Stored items
-- BEGIN --

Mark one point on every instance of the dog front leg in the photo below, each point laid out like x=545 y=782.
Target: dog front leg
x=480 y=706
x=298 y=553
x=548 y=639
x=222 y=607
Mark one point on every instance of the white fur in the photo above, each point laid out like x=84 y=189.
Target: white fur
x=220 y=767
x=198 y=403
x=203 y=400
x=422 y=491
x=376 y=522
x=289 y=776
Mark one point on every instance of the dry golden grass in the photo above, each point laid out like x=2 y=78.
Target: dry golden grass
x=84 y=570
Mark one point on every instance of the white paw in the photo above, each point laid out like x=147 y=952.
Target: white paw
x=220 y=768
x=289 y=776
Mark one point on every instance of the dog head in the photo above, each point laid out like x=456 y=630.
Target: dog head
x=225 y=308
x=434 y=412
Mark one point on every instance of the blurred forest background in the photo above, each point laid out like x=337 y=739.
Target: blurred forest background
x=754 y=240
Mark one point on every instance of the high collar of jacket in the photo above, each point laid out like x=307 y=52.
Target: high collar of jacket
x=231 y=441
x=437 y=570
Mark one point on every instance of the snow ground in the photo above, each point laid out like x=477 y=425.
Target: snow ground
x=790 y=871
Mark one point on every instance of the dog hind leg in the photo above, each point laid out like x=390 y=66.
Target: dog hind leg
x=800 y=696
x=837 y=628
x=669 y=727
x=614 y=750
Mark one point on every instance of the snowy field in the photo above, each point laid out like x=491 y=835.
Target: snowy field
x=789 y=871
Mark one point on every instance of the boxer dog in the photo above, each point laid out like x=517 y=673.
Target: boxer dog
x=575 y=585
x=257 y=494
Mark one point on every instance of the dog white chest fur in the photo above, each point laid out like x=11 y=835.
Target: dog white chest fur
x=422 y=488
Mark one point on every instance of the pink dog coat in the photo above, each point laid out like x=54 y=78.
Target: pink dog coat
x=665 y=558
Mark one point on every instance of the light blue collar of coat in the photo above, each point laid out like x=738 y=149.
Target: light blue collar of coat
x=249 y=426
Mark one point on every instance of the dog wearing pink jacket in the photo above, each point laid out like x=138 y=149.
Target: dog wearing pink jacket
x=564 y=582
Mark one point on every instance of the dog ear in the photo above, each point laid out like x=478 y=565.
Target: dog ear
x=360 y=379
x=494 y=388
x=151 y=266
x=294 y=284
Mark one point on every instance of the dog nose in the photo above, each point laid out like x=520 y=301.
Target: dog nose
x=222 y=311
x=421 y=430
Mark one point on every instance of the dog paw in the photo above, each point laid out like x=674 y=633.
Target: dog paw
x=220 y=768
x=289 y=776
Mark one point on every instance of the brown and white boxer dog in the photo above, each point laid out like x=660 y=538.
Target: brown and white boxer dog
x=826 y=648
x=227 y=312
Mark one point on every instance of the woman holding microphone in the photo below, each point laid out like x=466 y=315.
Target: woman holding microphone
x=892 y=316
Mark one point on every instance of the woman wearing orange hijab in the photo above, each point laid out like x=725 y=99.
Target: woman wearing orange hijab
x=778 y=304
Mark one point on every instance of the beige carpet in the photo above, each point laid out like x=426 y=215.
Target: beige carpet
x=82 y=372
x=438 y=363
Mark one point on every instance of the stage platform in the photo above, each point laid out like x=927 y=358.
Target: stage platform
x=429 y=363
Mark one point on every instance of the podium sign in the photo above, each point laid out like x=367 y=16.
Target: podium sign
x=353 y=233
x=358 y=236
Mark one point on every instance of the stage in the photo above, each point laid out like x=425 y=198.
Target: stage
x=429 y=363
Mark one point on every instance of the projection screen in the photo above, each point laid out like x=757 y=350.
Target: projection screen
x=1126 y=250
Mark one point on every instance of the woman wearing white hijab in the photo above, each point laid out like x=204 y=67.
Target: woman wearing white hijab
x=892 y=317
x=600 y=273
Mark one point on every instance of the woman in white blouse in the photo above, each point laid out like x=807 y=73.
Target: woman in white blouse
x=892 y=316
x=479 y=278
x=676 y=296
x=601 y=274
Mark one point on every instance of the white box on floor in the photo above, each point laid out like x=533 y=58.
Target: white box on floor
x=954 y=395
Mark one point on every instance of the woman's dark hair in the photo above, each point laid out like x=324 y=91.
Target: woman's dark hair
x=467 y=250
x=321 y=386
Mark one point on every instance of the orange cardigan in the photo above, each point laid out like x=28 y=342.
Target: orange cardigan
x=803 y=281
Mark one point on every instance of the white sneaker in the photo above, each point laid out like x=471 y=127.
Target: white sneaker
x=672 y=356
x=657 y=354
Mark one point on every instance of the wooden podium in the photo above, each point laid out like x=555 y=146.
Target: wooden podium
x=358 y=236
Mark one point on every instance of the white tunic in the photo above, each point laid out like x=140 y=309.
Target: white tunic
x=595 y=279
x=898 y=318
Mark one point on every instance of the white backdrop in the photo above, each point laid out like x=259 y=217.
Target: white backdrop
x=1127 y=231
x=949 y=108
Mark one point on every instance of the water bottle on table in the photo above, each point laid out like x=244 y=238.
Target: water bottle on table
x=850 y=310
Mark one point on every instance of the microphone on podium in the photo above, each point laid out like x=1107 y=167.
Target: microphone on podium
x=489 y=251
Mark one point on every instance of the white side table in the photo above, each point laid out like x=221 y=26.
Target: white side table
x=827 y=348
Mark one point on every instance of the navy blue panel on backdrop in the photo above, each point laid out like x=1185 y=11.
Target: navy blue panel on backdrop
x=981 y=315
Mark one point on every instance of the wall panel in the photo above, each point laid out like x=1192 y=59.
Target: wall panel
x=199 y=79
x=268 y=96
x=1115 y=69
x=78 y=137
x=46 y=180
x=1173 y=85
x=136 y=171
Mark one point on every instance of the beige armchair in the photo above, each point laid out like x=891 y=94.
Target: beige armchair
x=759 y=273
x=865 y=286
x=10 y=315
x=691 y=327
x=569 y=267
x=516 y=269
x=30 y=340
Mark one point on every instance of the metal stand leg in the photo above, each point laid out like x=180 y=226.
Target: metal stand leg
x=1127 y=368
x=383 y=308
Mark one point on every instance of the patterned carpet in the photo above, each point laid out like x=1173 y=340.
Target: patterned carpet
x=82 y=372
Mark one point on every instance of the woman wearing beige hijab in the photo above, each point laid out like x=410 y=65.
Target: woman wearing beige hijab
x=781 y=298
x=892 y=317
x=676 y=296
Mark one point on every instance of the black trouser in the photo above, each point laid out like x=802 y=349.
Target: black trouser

-- END --

• _Exercise goal_: Rewrite the lines from the one with "Mark one point on every instance of the dog hind" through the one with "x=421 y=430", swapping "pink" for "red" and leaving everything else as it is.

• _Reply_:
Mark one point on every instance of the dog hind leg in the photo above, each point laid out like x=390 y=66.
Target: dog hind leg
x=800 y=696
x=837 y=628
x=669 y=727
x=614 y=750
Mark one point on every instance of the snowy field in the photo above, each point laid out like x=491 y=835.
Target: snowy field
x=789 y=871
Mark one point on every instance of the boxer dog in the photo above, each point laid out like x=517 y=673.
Target: boxer dog
x=575 y=585
x=257 y=494
Mark one point on every instance of the dog white chest fur in the photo above, each point laid out like x=11 y=835.
Target: dog white chest fur
x=422 y=488
Mark one point on every instance of the red dog coat in the photo above, each point laid out like x=54 y=78.
Target: red dog coat
x=665 y=558
Mark one point on every instance of the light blue collar of coat in the photo above, each point laid out like x=738 y=149.
Target: light blue collar of coat
x=249 y=426
Mark one point on every instance of the dog wearing red jacket in the photo above, each point laid out like x=138 y=149.
Target: dog wearing red jacket
x=564 y=582
Mark one point on every instance of the dog ear in the photo above, each point laid out like x=478 y=565.
Target: dog ear
x=360 y=379
x=494 y=388
x=151 y=266
x=294 y=284
Mark one point on every instance of the dog nose in the photo above, each point laid out like x=520 y=301.
Target: dog nose
x=222 y=311
x=421 y=430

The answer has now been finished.